DATASET RECORDS –
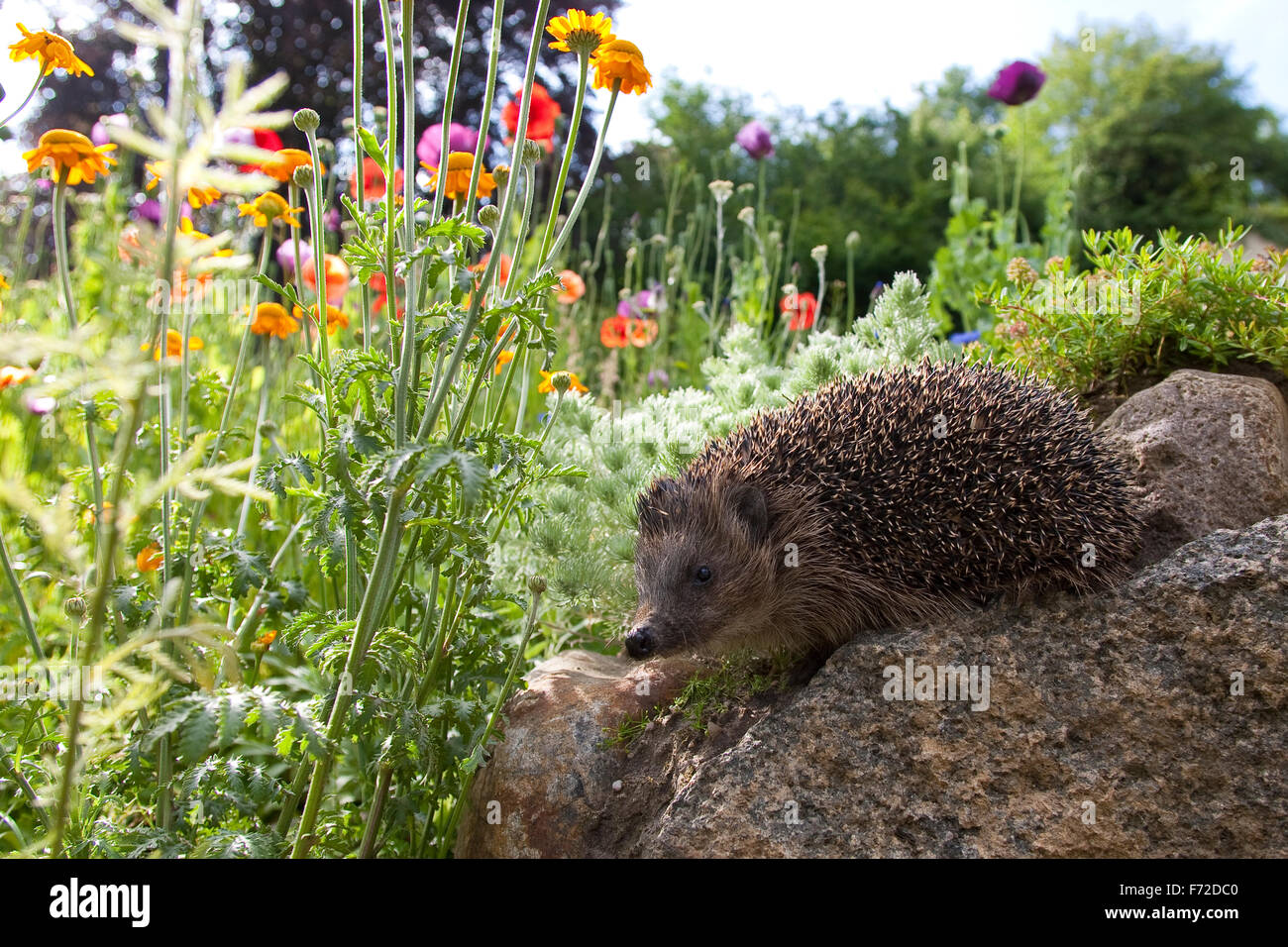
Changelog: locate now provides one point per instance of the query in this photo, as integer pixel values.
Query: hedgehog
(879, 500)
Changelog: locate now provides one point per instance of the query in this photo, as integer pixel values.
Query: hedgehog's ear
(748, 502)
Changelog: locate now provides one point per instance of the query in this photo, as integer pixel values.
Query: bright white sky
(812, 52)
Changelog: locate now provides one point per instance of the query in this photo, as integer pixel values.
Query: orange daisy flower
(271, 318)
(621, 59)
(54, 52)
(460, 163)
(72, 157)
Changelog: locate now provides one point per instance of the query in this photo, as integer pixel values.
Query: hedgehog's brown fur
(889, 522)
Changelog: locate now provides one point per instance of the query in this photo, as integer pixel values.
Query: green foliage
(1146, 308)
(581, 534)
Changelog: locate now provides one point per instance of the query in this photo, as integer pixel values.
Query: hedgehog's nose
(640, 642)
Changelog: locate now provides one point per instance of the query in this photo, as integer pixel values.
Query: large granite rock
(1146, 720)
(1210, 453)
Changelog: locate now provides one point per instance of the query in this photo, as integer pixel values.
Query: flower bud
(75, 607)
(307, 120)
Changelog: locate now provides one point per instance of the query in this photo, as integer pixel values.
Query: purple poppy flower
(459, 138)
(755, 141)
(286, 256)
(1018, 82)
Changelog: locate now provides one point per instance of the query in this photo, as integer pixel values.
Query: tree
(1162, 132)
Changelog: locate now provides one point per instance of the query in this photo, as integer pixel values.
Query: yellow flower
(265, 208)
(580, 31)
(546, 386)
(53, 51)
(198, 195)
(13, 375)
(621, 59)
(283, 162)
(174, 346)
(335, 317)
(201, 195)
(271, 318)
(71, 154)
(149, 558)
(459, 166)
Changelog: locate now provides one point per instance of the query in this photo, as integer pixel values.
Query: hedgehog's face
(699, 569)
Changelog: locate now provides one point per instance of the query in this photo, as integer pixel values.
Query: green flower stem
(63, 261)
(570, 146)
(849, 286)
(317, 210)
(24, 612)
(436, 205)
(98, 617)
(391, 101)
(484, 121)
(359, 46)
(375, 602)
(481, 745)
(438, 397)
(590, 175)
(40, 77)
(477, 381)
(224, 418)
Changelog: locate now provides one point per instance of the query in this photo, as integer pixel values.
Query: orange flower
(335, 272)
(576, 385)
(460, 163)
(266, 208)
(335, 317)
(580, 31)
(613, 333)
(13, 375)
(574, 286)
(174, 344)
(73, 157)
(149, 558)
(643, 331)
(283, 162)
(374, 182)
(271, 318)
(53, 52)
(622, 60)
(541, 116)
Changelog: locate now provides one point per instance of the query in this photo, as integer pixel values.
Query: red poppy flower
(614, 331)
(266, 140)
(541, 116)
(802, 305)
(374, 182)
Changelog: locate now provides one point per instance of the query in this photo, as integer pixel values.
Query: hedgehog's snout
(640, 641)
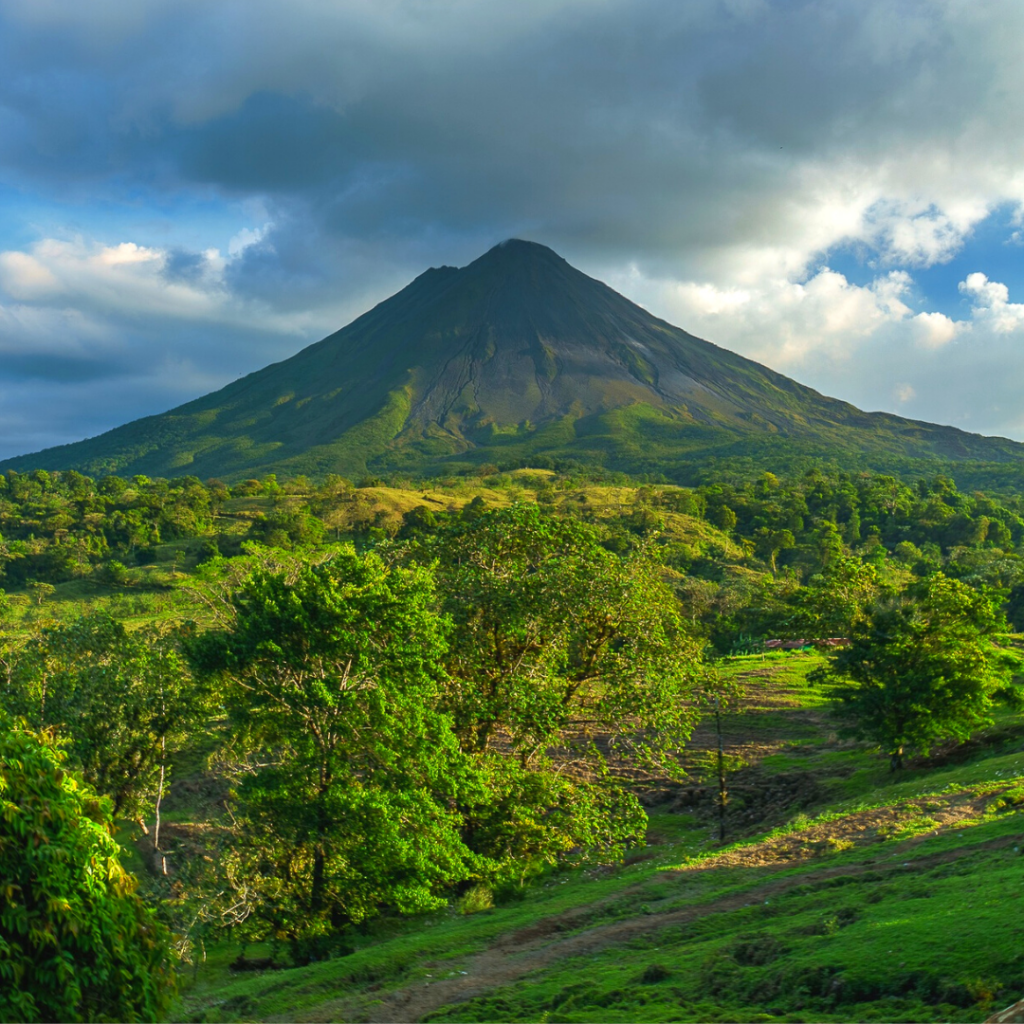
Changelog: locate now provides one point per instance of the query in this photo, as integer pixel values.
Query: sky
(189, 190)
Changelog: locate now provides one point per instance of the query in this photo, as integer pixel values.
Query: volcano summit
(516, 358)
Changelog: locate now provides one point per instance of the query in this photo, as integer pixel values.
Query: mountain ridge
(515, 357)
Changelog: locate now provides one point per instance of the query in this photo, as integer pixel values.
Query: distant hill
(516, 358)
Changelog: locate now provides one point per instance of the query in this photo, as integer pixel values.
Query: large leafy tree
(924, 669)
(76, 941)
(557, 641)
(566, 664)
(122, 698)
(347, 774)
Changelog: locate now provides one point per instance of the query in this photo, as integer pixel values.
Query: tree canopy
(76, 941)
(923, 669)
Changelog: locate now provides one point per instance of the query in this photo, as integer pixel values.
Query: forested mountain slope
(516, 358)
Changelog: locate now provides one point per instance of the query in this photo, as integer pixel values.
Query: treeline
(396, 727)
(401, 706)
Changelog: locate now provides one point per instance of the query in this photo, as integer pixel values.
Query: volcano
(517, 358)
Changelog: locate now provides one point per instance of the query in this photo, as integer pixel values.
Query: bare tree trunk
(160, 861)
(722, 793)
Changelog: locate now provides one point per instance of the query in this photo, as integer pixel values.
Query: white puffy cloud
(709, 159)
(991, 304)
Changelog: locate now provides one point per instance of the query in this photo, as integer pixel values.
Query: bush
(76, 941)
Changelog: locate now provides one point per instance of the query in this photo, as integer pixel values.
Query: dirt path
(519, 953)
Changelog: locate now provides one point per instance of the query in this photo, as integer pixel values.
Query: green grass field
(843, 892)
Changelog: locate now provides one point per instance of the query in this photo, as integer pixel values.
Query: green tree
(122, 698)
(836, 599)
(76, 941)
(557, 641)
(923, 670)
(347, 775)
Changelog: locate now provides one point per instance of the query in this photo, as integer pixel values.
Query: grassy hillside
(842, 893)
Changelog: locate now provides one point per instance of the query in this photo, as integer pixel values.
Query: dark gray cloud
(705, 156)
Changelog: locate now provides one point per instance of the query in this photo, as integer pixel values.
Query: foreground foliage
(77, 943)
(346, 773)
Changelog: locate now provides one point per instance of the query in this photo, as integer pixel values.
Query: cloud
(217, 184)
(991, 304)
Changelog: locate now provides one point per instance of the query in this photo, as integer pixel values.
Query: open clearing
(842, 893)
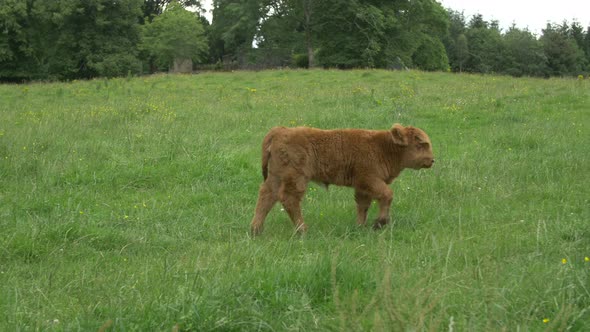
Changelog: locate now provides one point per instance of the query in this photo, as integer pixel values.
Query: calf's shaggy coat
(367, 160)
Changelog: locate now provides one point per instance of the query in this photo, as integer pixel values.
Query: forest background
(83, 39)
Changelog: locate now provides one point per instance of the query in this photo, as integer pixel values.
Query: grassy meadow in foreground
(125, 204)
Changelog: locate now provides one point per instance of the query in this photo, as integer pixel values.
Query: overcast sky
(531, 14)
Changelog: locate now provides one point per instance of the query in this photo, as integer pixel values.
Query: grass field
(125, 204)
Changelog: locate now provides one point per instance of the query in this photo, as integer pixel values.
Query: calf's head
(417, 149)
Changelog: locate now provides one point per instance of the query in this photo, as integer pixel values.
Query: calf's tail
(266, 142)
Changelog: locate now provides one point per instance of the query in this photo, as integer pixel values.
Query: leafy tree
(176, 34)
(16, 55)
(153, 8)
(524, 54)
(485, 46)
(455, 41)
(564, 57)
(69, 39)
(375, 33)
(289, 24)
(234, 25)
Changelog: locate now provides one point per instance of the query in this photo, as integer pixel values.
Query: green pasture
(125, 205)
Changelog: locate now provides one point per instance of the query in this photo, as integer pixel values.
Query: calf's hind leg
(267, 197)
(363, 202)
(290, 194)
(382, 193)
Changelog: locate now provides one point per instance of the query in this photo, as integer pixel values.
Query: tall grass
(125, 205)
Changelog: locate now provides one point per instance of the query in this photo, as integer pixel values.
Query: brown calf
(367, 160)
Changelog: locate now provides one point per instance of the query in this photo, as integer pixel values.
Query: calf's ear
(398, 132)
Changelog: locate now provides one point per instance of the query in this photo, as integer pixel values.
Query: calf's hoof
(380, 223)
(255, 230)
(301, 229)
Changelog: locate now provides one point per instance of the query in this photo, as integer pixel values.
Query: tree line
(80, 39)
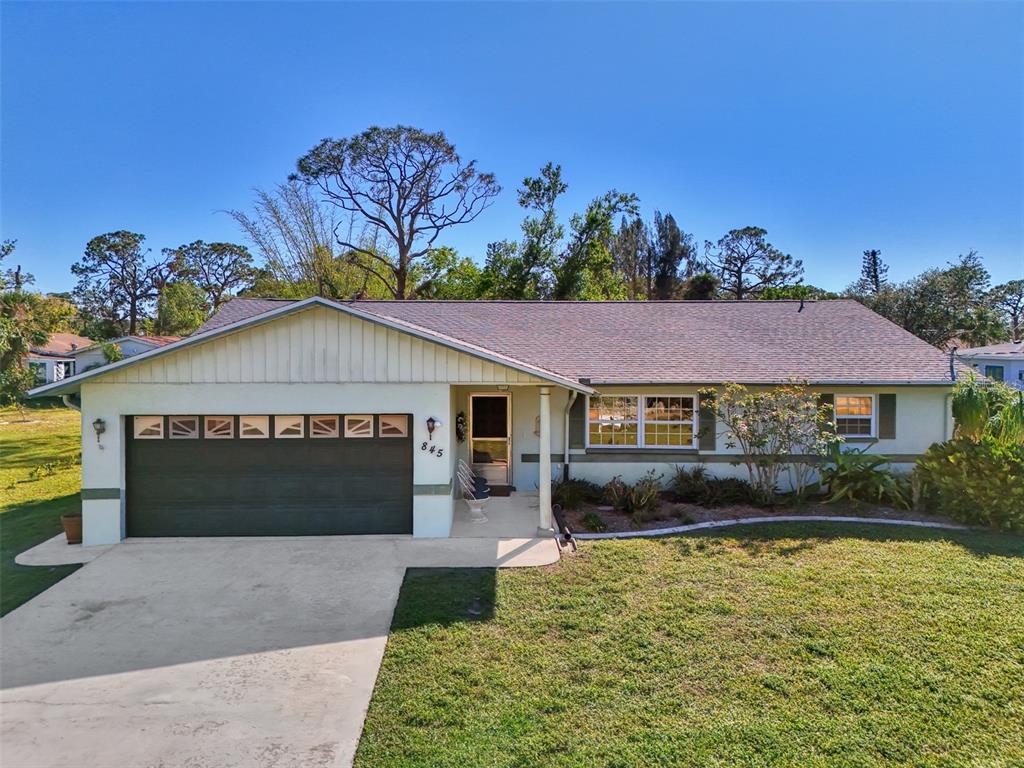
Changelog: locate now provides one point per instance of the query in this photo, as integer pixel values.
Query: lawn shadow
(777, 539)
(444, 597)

EXERCISE – Leave out the pictures and restate everything else word for word.

WRITTEN ANSWER –
Changelog: locate now provides one point per instance of the query in this photo, as integer pixel values.
Query: hedgehog
(879, 500)
Changelog: locate now provides one point per instance of the query in this photo, as integer pixel values.
Query: hedgehog's ear
(748, 502)
Changelog: locate now provides one point per instance of the query in this photo, as integer pixel values.
Query: bright white sky
(812, 52)
Changelog: locate now provides one point per instance of the query in this photo, as integer pixel values.
Query: orange daisy flower
(271, 318)
(621, 59)
(54, 52)
(460, 163)
(72, 157)
Changelog: locate now provides one point per instance of the query in this photo, as integer pixel values.
Query: hedgehog's brown fur
(889, 522)
Changelog: locate now provides one point per instance of the query in this photo, as integer pixel values.
Query: green foliage
(1146, 308)
(581, 534)
Changelog: locate now provides one point per instance of the query in this photo, as integer pixel values.
Query: hedgehog's nose
(640, 642)
Changelog: locate now provides one point per instance of the query in this photo, as integer pixel values.
Query: large granite rock
(1146, 720)
(1210, 453)
Changelog: locate now provides one point per instance of the query in this photo, as integer pixel values.
Query: flower bud
(75, 607)
(307, 120)
Changelog: locate now provides one point per instance of the query in this photo, as integer pixel values.
Query: purple poppy flower
(459, 138)
(755, 141)
(286, 256)
(1018, 82)
Changelog: locate now provides one point per instance of the query in this photo, as integer pixel values.
Query: tree
(1162, 132)
Changelog: locate now provides one point per instance of the query in this photo, as integer pixel values.
Query: yellow flower
(265, 208)
(580, 31)
(546, 386)
(53, 51)
(198, 195)
(13, 375)
(621, 59)
(283, 162)
(174, 346)
(335, 317)
(201, 195)
(271, 318)
(71, 154)
(149, 558)
(459, 166)
Changelog: locate now provides one point per instance of the query in this photo, as integer pixel values.
Query: hedgehog's face
(699, 569)
Changelog: locate now provides one point per instance of the query in this photo, as integer pixel values.
Query: green flower stem
(63, 261)
(570, 146)
(849, 286)
(317, 210)
(24, 612)
(436, 205)
(98, 617)
(391, 101)
(484, 121)
(359, 46)
(375, 602)
(481, 745)
(438, 397)
(590, 175)
(40, 77)
(477, 381)
(224, 418)
Changelog: locate now provides one point per instance of the query in this photo, as integer pixel values.
Query: orange flower
(335, 272)
(576, 385)
(460, 163)
(266, 208)
(335, 317)
(580, 31)
(613, 333)
(13, 375)
(574, 286)
(174, 344)
(73, 157)
(149, 558)
(643, 331)
(283, 162)
(374, 182)
(271, 318)
(53, 52)
(622, 60)
(541, 116)
Changelog: locate now provides one point per instance of the query in this photo, as integer pixel values.
Query: red poppy flower
(614, 331)
(266, 140)
(541, 116)
(802, 305)
(374, 182)
Changelog: locate now provides one point per instance of the query in this photo, as integer pixel values.
Query: hedgehog's snout
(640, 641)
Changelog: locate now provides one point per instance of the query in this photo, as integer pixel values.
Query: sky
(189, 190)
Changelog: locate now provides one point per instance of the query in this photo, as integer pixel values.
Query: volcano summit
(516, 358)
Changelog: locate now provides one point per instance of the query in this photo, as integer pixel values.
Query: mountain ridge
(515, 357)
Changelog: locate now provides one point per instance of the query in this photo, as integer pixel values.
Query: distant hill
(516, 358)
Changelog: locate now provides one point per instance of the query in this photo, as integer pixel values.
Query: large leafy tree
(924, 669)
(76, 941)
(557, 641)
(566, 664)
(122, 698)
(347, 774)
Changelog: locate now provides one point per instance of the query in this photo, as integer pixel values.
Query: tree canopy
(76, 941)
(923, 669)
Changelog: locate now provides one point per instance of the query in this photo, as integer pixel values.
Query: forested mountain slope
(516, 358)
Changelog: locate now provides one point per instance of the query in this photo, as integer pixel values.
Query: treeline
(396, 727)
(401, 706)
Changelog: locate now provides one point per instance of the query in this photo, as integer pixel values.
Query: volcano
(517, 358)
Changelog: locate now provides one point per instance of the query in this photo, as integer pixel values.
Query: bare tree trunk
(160, 861)
(722, 793)
Changelog: locate now provides one point per instance of the query in this photo, as integer pixel values.
Query: white puffy cloud
(709, 159)
(991, 304)
Changelog: locate now provides one point per instance of the query in this photo, as integer pixel values.
Query: bush
(76, 941)
Changelog: locate now provides one point per instance of the query in this photo, as integer pixel values.
Query: dirt path
(519, 953)
Changelog: locate now provides one point per instance of the query in this photo, as integer pixel values.
Query: green grass field
(843, 892)
Changelog: locate now provides one point per instance of the query in this photo, as integer pixel values.
Query: green tree
(122, 698)
(836, 599)
(76, 941)
(557, 641)
(923, 670)
(347, 775)
Changelog: locate now provides one point per instance of the query in this photo, as integer pixel values.
Query: grassy hillside
(842, 893)
Changelog: locate now provides one point per instance of the query in this photo, as integer pixel values.
Query: dark gray cloud
(705, 156)
Changelog: locate now provides one point per instance of the query in this photo, as integer pixel values.
Query: foreground foliage
(77, 943)
(346, 773)
Changelog: locate now provides one point per instance of the query in this photo, as integer pixel values.
Query: cloud
(217, 184)
(991, 304)
Changelog: locate now provides one point per instance of the query in this photo, as integer pixel values.
Query: open clearing
(842, 893)
Changelog: locate now provides one point per instance of the query in this photo, as integer pixel values.
Query: calf's shaggy coat
(367, 160)
Changelog: locate now provides one point per instance of the query in this photo, as integer pixel values.
Query: forest background
(83, 39)
Changelog: locate now provides one point per instance of the query in this photo, as integer pixel values.
Query: grassy meadow in foreground
(125, 204)
Changelog: locate now provides one point per instance of the query in this photo, as integer pixel values.
Query: overcast sky
(531, 14)
Changelog: locate now provides one point per instance of the query in this photo, as integer pixel values.
Query: grass field
(125, 204)
Changelog: locate now provides one point per instance of the query in this photo, as integer pixel values.
Query: calf's head
(417, 149)
Changelog: locate now provides one point per instance of the query in this photo, as integer pixel values.
Query: calf's tail
(266, 142)
Changelog: locate now provides one point per instance of the query in this photo, as integer pixel values.
Query: leafy tree
(176, 34)
(16, 55)
(153, 8)
(524, 54)
(485, 46)
(455, 41)
(564, 57)
(69, 39)
(375, 33)
(289, 24)
(234, 25)
Changelog: locate now provides one point per instance of the query in this photo, as integer pixel values.
Query: green pasture
(125, 205)
Changelog: locate now provides one point per instance of the query in this photo, as integer pixel values.
Query: calf's hind leg
(267, 197)
(363, 202)
(290, 194)
(382, 193)
Changelog: locate now provides one point per instance of the query in this photo, as integer pixel values.
Query: tall grass
(125, 205)
Changelog: locate now provides one point per instance of the query in this photo, as integer pixel values.
Query: brown calf
(367, 160)
Changelog: locate now provides one point per instance of the query in this photo, as integer pixel values.
Query: calf's ear
(398, 132)
Changelog: locate now provides one point per instance of the query in this photo, as integer pixel values.
Query: calf's hoof
(380, 223)
(255, 230)
(301, 229)
Changelog: locate now provides one point per instance of the query in this photo, as integer pixel values.
Query: tree line
(80, 39)
Changelog: locate now provides one point per instance of the query in this photo, as integer pixel values.
Query: lawn shadow
(777, 539)
(444, 597)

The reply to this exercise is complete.